[Start of section]
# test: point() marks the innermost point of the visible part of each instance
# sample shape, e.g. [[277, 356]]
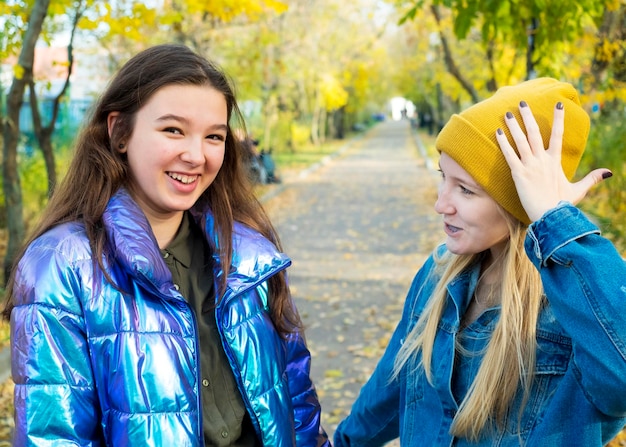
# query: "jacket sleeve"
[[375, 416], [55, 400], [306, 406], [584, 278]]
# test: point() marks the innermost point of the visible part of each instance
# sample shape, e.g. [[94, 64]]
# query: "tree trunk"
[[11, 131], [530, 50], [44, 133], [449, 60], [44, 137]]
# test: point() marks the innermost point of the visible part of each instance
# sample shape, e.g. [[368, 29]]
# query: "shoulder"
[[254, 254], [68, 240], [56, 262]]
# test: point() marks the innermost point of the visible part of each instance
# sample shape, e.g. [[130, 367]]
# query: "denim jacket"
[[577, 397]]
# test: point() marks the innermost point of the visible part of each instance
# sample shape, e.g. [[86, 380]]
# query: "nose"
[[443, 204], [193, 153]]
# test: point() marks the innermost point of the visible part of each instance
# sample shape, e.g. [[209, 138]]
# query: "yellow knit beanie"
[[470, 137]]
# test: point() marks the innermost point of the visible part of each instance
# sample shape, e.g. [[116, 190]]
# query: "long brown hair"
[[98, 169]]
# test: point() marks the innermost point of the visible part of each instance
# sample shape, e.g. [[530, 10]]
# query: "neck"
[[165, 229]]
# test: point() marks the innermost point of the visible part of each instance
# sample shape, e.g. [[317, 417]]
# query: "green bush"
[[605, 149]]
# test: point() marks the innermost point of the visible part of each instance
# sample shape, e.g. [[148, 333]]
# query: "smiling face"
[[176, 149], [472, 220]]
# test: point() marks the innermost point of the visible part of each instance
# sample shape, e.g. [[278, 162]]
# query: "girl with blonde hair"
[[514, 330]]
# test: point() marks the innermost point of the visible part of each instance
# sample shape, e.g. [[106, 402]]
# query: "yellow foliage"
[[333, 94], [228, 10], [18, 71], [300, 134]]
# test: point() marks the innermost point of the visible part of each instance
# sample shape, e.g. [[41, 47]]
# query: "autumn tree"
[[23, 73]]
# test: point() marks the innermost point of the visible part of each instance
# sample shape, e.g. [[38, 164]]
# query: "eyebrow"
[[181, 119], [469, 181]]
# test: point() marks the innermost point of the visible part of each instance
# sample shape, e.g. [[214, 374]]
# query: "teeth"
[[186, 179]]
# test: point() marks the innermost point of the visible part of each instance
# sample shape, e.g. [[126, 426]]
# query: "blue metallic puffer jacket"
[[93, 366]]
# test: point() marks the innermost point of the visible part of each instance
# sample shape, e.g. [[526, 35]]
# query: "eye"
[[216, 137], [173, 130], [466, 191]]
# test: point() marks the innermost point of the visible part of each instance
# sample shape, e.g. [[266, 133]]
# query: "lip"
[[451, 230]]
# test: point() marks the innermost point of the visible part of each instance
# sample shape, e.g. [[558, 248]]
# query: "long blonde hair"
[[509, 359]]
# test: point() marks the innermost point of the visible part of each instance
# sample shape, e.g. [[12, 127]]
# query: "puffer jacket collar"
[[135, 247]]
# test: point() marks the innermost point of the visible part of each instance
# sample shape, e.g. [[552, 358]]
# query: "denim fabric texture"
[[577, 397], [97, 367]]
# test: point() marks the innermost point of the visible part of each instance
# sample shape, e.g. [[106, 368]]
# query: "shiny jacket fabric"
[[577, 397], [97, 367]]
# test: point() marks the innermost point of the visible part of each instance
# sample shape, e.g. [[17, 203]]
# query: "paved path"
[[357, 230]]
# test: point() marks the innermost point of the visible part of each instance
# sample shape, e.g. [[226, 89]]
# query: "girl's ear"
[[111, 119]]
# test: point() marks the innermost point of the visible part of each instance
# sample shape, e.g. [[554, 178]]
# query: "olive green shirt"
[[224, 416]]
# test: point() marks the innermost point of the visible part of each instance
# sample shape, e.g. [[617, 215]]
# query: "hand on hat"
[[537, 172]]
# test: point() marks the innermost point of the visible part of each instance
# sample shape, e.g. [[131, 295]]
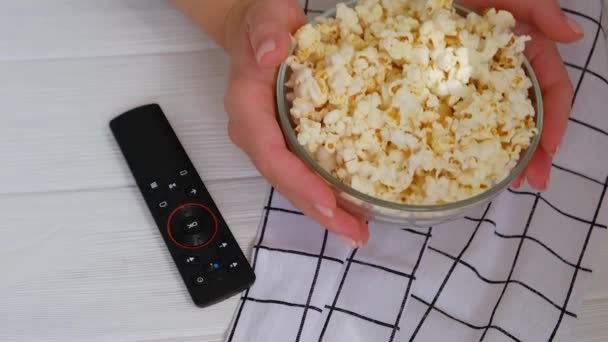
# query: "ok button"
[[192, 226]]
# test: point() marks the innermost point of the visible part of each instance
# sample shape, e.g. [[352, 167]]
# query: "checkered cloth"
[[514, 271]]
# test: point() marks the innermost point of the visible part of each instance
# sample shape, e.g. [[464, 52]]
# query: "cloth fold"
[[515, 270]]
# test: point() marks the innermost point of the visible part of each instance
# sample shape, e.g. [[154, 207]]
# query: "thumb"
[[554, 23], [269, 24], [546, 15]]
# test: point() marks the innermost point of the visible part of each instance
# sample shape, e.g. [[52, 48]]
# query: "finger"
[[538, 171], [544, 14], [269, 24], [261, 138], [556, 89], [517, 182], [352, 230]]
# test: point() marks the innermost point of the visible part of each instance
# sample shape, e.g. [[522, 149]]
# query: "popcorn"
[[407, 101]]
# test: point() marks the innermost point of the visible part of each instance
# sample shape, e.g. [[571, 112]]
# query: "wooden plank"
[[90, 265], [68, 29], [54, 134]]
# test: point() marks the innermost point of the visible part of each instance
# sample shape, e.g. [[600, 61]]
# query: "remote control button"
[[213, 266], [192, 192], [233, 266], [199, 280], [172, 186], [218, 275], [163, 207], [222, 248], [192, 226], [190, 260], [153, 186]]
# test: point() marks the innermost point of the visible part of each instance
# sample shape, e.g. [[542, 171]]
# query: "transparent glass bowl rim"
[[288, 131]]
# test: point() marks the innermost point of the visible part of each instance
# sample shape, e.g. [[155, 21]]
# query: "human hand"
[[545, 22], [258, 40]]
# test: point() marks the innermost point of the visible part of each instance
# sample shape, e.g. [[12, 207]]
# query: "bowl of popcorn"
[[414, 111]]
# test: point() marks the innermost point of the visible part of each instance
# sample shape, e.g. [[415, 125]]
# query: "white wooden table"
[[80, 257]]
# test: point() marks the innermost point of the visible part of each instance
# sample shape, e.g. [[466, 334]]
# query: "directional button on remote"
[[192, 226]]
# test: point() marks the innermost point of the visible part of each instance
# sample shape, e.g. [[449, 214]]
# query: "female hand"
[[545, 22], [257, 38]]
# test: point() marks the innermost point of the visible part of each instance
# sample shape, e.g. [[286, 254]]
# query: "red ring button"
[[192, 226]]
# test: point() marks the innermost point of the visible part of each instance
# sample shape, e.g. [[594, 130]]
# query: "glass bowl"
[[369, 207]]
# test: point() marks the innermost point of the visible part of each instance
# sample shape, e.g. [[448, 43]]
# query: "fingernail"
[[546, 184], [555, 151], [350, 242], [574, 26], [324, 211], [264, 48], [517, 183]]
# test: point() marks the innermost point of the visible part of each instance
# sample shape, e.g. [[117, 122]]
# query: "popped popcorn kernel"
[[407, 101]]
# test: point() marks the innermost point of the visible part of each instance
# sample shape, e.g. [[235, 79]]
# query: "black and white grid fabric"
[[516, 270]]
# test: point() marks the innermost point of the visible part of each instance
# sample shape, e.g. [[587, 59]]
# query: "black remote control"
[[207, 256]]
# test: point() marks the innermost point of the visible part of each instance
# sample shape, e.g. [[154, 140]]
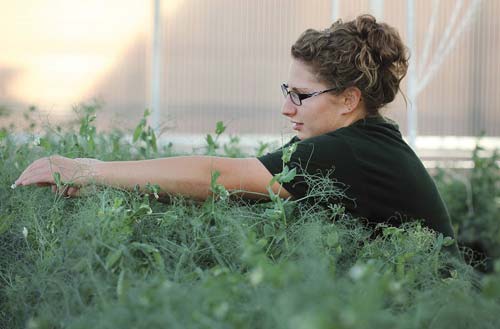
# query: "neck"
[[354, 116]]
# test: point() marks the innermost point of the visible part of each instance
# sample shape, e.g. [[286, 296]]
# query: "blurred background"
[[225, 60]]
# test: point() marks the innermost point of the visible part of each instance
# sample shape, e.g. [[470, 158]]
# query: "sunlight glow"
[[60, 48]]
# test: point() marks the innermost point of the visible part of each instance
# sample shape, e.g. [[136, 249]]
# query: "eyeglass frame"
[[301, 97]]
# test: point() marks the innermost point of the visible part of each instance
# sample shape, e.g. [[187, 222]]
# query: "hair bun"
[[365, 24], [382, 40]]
[End of section]
[Start of section]
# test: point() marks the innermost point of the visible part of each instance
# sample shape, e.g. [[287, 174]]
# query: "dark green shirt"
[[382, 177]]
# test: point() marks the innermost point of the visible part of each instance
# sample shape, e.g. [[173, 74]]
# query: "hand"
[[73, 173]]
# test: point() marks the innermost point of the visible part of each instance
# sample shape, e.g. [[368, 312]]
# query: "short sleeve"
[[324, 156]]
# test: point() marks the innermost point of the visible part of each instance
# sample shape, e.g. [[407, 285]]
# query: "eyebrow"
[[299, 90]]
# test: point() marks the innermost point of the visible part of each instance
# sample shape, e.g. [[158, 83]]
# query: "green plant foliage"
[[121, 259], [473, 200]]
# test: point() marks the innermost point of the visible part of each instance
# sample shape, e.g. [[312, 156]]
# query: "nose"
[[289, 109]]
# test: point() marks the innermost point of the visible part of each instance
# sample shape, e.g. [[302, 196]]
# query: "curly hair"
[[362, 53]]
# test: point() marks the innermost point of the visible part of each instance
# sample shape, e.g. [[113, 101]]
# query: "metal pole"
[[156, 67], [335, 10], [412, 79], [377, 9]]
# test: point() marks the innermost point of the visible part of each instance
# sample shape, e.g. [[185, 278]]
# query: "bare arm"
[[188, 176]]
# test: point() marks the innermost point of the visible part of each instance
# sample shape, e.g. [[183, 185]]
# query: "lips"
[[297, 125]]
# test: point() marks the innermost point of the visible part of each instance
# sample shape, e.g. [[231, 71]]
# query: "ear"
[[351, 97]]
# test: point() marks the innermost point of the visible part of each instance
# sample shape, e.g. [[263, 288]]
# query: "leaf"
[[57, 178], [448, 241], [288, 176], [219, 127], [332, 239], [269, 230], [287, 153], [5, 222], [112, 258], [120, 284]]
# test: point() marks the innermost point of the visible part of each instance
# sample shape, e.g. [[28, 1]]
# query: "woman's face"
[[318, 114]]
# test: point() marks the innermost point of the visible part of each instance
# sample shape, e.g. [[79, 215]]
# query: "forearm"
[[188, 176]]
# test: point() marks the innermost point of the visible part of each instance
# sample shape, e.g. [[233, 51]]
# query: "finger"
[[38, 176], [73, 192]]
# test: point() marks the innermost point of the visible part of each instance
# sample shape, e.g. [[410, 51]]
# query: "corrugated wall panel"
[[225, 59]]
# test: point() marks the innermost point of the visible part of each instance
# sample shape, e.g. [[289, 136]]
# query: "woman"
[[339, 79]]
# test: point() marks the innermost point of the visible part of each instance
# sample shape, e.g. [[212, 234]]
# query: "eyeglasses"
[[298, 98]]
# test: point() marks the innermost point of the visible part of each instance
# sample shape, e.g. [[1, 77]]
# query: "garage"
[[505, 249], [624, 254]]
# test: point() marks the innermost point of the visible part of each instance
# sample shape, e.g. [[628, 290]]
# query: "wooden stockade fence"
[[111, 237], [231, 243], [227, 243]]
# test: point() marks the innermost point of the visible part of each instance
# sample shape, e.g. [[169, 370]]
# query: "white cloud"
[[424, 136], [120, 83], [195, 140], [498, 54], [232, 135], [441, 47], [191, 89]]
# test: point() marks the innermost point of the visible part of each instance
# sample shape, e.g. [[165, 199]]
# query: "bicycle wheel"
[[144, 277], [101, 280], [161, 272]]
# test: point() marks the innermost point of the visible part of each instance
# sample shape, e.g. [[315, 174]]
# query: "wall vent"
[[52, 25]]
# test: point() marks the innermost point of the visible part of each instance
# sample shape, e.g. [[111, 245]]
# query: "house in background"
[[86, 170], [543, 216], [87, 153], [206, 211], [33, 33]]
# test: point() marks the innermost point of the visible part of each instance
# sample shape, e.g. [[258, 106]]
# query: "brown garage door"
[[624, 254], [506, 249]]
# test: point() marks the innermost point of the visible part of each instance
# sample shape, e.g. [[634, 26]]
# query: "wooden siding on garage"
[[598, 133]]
[End of section]
[Start of section]
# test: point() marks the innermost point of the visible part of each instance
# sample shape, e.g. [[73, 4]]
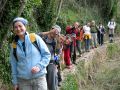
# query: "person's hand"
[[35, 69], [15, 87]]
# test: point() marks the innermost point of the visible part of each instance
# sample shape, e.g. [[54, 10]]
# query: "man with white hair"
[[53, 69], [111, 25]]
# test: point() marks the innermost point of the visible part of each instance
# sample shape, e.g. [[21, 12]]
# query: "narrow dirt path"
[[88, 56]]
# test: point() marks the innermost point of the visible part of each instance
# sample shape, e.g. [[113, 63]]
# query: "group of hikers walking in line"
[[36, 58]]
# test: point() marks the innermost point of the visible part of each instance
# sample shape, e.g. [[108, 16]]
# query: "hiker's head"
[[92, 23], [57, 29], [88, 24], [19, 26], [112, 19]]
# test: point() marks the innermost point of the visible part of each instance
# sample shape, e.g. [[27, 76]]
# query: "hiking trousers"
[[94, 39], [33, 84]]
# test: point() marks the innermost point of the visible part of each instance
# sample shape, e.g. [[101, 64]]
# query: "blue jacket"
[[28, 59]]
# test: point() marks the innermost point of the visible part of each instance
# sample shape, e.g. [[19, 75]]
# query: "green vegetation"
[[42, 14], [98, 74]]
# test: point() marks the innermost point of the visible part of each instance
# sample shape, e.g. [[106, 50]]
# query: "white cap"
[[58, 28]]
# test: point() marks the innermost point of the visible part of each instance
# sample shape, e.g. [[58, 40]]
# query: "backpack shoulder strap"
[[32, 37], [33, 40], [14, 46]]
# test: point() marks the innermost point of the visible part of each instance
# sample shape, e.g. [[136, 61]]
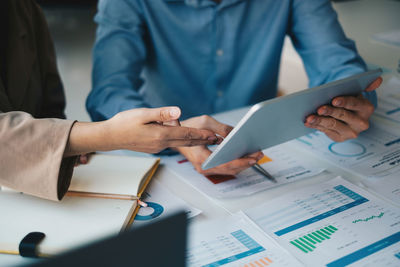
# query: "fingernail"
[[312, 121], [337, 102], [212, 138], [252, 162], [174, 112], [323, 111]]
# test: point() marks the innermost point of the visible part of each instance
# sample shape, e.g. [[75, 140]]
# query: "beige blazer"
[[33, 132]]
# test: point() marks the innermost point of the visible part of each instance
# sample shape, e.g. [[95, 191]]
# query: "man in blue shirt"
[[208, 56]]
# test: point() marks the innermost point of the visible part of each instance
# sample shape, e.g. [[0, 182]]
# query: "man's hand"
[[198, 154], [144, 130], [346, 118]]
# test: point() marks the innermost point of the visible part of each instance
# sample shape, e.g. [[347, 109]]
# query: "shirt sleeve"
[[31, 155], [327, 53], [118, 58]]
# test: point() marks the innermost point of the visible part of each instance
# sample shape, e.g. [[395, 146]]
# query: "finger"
[End of section]
## Description of the task
The lines to extract from the data above begin with the line containing "# sample shape, e.g. [[407, 285]]" and end with the line containing "# sample shape, e.g. [[113, 101]]". Extract them exactly, including both.

## Answer for this exercise
# sample shape, e.g. [[407, 285]]
# query: "eyebrow"
[[299, 90]]
# test: point() marks the innermost point of the visible part of each instance
# sample shape, e.g. [[158, 83]]
# query: "green plant foliage"
[[121, 259], [473, 200]]
# test: point() marks the innermost point of the visible part of each instance
# sample shape, e.g. [[312, 156]]
# query: "nose"
[[289, 109]]
# test: point() marks the innermost point of the visible part of each instance
# sample shape, e.g. [[302, 196]]
# query: "curly hair"
[[362, 53]]
# test: point() marks the innermost point of the visible part of each instance
# sample shape, e.g. [[113, 101]]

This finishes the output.